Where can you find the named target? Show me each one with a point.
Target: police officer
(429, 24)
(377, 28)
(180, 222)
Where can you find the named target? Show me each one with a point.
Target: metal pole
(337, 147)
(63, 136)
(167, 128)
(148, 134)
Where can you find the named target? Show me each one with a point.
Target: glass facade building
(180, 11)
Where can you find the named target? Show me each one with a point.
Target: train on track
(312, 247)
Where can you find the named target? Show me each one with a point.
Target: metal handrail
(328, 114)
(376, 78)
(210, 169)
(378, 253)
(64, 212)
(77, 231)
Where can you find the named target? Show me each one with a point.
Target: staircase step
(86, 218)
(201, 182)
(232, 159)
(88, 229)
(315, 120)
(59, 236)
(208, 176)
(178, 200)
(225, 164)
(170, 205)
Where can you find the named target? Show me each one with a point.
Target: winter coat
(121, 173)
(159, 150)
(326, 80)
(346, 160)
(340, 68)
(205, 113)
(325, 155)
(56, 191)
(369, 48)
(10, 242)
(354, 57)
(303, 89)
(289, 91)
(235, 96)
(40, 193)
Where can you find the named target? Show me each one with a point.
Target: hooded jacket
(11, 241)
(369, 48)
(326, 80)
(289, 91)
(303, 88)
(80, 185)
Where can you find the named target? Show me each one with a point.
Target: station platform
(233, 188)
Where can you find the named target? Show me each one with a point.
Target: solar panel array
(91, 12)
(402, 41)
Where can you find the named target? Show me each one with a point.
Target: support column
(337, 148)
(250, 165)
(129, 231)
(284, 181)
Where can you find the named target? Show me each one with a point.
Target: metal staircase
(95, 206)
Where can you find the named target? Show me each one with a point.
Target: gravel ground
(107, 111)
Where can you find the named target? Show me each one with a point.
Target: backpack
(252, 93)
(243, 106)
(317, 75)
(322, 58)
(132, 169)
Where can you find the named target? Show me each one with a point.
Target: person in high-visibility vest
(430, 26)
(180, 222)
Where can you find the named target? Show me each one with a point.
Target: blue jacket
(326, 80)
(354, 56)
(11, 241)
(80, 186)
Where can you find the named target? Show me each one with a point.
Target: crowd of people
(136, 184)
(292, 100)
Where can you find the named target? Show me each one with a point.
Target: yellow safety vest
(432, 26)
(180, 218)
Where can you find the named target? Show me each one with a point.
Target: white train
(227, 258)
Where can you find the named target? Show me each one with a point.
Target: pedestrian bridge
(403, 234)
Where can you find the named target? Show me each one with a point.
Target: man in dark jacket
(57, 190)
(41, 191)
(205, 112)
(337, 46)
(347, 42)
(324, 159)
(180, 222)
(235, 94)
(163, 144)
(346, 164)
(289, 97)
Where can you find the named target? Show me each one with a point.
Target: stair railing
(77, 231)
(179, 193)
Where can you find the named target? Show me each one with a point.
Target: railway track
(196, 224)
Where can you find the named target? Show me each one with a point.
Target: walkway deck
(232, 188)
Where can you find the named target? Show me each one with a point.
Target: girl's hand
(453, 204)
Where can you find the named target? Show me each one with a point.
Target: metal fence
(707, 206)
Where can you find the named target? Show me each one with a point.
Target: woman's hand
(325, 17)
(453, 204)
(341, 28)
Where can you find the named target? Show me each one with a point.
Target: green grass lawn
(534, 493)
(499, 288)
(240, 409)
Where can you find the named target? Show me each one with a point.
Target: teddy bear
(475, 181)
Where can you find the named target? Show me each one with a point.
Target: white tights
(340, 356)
------------
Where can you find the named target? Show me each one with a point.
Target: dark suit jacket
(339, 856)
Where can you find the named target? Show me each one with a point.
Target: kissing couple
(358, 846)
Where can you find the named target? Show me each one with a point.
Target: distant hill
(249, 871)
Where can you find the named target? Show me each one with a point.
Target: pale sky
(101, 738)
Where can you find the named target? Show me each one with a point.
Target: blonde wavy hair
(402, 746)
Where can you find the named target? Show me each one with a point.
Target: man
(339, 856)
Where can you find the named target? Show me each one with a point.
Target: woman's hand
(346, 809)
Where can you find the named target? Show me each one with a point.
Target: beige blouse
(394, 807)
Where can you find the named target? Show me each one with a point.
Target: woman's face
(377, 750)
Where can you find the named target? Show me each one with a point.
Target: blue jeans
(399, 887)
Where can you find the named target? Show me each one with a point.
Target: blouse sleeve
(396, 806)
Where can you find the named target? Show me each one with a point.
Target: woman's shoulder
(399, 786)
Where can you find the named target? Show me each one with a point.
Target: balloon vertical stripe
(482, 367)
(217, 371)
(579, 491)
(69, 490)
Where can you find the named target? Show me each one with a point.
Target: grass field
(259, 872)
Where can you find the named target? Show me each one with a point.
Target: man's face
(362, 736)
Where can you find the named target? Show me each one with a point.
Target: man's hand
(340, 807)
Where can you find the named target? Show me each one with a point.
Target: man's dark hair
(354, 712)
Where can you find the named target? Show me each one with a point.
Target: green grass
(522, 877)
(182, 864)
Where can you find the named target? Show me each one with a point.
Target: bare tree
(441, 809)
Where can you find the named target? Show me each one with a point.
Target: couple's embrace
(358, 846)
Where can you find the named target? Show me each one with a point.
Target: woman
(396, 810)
------------
• [Written request] Gather every line of the material above that contains the string "staircase", and copy each one in full.

• [Output of the exercise]
Target: staircase step
Target: metal staircase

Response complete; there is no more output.